INSTRUCTIONS TO FOLLOW: Rewrite the records in full, from the line with "Exercise. Point out the yellow leaf" up to and including the line with "[(220, 151)]", and adjust every point coordinate in the answers by -136 while keeping the sample coordinates that show the format unchanged. Leave the pictures out.

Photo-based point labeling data
---------------
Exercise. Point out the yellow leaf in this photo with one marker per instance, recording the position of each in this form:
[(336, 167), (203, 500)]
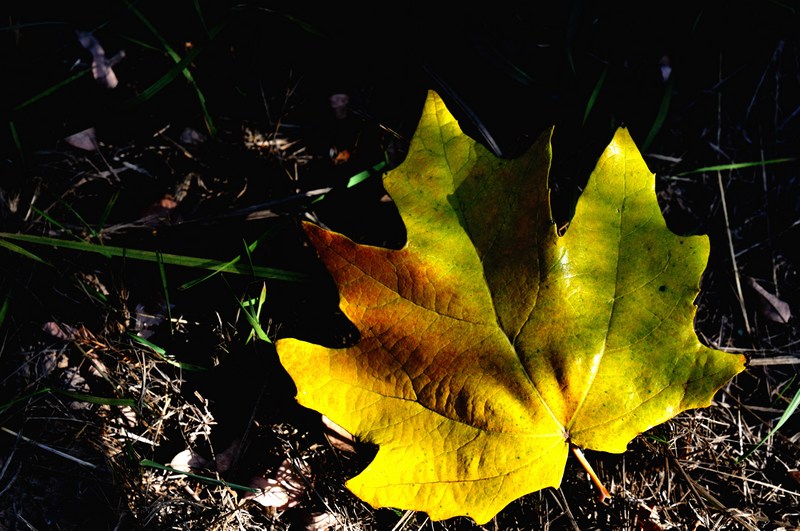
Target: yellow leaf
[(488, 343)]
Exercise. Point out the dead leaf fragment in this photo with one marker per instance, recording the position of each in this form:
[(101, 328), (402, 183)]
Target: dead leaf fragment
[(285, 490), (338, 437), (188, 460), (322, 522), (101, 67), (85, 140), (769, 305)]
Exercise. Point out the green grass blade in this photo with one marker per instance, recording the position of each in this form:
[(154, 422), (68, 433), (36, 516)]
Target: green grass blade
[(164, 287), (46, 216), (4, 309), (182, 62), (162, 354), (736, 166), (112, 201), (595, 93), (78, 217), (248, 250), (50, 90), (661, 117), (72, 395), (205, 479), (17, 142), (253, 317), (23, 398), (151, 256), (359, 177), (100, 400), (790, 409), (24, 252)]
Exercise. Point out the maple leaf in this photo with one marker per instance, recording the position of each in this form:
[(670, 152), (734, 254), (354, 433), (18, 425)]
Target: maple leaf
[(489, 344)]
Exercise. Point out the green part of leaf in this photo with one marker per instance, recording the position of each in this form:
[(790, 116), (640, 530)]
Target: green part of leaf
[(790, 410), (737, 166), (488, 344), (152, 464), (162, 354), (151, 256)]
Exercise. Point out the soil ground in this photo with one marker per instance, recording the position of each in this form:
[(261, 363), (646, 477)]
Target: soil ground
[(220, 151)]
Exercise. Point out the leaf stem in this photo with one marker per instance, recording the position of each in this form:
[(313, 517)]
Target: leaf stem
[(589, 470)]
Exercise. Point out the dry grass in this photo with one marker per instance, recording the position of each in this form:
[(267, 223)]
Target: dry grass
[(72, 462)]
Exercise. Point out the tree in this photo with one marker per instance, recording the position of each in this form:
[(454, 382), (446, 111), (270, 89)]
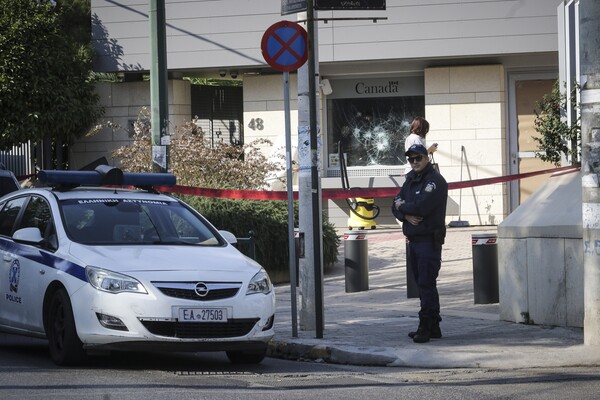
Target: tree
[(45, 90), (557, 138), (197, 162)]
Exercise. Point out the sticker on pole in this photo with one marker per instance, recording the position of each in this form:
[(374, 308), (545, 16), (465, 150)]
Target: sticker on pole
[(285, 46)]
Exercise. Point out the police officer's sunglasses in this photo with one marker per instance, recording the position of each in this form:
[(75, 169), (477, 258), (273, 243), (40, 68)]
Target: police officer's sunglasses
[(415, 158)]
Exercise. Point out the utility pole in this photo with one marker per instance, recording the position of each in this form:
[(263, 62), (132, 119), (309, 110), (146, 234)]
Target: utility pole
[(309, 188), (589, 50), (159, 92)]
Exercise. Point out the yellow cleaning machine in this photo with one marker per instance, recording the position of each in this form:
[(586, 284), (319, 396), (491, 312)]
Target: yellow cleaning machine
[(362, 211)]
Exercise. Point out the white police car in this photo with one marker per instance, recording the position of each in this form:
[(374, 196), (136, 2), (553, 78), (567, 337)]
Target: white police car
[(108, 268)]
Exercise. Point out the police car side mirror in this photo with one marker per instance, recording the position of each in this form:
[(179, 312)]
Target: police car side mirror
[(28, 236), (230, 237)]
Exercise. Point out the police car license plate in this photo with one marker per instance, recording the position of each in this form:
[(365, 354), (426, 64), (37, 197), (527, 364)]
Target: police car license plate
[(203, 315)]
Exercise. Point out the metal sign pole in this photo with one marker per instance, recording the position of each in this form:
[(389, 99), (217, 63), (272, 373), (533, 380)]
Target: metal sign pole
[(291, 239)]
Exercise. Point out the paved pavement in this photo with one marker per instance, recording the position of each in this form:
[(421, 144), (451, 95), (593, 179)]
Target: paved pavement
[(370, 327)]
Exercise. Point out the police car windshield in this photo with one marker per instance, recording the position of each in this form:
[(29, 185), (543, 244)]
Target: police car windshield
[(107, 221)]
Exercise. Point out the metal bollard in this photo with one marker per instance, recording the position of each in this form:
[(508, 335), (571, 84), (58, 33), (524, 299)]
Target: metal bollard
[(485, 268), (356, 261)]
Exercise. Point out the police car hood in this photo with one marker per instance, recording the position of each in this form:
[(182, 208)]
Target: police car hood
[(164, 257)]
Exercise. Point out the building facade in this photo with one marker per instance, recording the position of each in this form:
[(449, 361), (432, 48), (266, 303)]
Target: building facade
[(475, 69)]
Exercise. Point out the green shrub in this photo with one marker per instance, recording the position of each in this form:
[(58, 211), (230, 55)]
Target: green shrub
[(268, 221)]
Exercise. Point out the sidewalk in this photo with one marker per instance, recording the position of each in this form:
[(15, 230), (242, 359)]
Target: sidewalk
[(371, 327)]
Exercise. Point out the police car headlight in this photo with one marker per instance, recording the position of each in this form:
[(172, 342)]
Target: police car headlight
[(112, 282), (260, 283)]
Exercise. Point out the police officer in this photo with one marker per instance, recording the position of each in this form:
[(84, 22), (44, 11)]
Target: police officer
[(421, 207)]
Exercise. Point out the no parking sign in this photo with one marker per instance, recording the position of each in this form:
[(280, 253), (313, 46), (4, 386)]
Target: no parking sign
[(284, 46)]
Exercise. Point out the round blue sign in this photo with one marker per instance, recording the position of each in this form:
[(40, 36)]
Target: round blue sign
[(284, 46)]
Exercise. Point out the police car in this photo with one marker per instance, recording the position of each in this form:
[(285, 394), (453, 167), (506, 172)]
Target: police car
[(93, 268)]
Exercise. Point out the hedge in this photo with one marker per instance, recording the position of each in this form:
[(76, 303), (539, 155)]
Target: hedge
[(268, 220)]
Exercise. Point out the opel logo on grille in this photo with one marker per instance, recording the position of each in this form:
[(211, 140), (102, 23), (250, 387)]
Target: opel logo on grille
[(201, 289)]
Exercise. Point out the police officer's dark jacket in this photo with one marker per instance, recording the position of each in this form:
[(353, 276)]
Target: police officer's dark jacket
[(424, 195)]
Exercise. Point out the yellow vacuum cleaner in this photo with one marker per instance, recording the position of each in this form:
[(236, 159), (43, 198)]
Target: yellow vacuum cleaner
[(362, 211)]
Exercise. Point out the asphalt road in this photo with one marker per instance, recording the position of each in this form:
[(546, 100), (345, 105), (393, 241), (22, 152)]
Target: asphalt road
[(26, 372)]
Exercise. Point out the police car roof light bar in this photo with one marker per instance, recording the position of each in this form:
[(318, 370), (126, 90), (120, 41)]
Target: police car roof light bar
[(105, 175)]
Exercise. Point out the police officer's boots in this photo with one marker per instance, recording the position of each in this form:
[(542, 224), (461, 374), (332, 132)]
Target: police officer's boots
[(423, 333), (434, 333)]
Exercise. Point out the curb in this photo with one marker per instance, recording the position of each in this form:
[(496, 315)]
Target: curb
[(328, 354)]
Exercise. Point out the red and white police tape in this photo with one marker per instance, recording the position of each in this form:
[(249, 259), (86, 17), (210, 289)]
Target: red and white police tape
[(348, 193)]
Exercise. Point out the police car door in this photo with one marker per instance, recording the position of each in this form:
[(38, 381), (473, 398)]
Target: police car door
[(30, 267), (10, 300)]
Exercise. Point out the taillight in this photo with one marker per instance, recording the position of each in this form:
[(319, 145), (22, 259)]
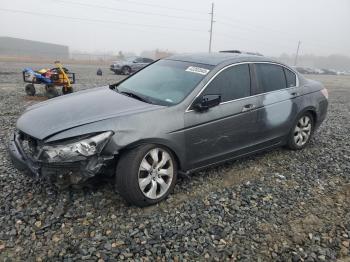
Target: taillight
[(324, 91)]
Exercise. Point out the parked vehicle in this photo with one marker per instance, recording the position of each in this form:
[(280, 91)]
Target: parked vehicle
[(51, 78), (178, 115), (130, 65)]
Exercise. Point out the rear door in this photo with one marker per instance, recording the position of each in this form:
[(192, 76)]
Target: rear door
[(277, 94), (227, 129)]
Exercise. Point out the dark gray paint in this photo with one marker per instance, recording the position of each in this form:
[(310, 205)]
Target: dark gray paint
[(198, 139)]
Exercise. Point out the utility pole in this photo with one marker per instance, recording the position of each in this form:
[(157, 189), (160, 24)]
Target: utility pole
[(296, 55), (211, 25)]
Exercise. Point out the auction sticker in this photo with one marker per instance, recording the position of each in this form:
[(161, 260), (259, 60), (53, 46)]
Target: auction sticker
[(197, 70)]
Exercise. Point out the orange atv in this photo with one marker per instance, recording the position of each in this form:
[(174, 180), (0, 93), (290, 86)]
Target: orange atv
---------------
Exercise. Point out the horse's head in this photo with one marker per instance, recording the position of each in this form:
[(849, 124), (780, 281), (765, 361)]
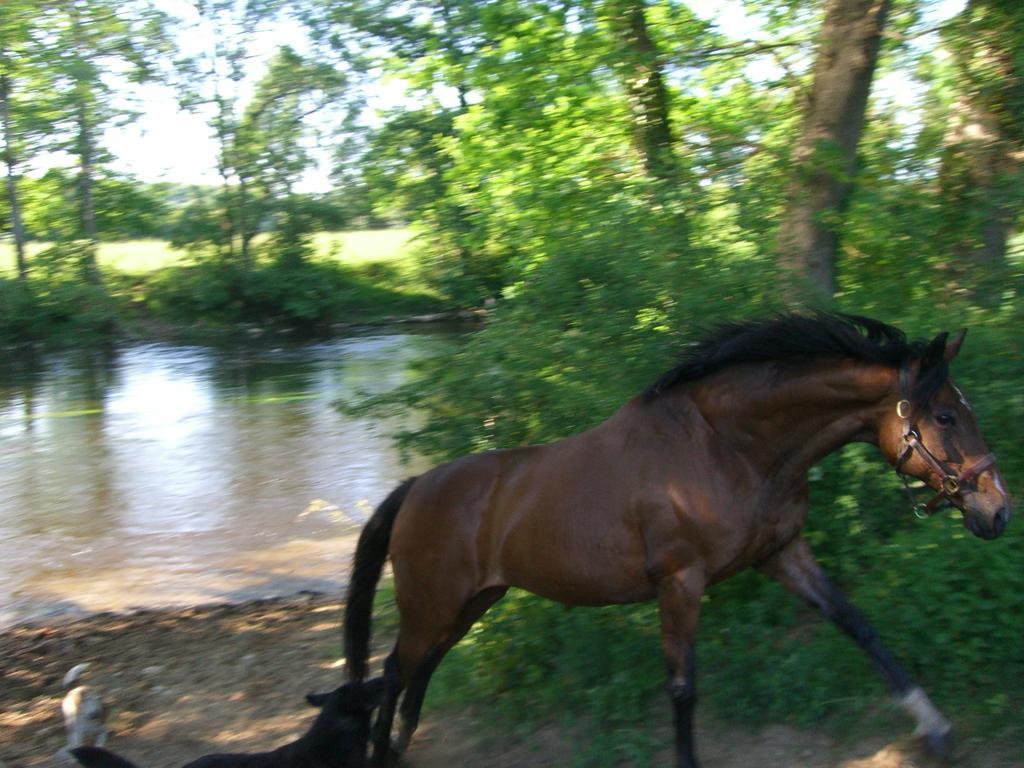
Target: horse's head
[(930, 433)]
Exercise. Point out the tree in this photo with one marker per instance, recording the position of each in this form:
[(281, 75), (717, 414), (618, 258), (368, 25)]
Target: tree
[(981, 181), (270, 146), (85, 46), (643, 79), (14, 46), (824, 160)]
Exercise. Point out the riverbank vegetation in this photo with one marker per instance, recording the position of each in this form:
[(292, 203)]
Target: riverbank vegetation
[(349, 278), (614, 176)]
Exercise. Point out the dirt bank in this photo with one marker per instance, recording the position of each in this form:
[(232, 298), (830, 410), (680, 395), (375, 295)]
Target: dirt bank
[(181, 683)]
---------------
EXPECTED OUTPUT:
Exercise. Point out the yellow leaf in this photo with one marker per instance, recording the position of each in this form:
[(336, 167), (203, 500)]
Target: yellow leaf
[(352, 207)]
Exercise. Point out the dead leaf fragment in this photo with one marker per instance, recording the position of each in this form:
[(101, 328), (402, 183)]
Target: dead leaf fragment
[(149, 354), (202, 301), (52, 324), (186, 386), (-35, -69), (-51, 4), (633, 169)]
Exercise. Point out the green grass blade in this photo with one marker per instance, recording the position of each in this form:
[(154, 422), (68, 433), (36, 516)]
Target: green grass blade
[(28, 151), (-90, 80), (-132, 173), (46, -74), (26, 218), (600, 30), (-24, 65), (459, -43), (-58, 81), (112, 114), (-86, -46), (525, -19), (-64, 259), (69, 343), (-119, 6), (117, 181), (-113, 262), (15, 120), (223, 41), (-36, 264), (654, 273), (-112, 116)]
Exercise. Point out the maple leaf in this photo with one marker per instance, recording the position of each in this form:
[(670, 152), (734, 254), (354, 433), (18, 425)]
Target: maple leaf
[(353, 208)]
Exercise. Point out the green part of leaf in this photo with one marker per instance, recording the position of each in this form:
[(790, 116), (640, 530)]
Target: green part of leaf
[(654, 274), (601, 30), (352, 208), (16, 328), (26, 218), (15, 120)]
Exercise. Point out the soil ground in this photo with one marker per instance, recording the position of each in this form:
[(261, 363), (646, 477)]
Target: soil ground
[(84, 15)]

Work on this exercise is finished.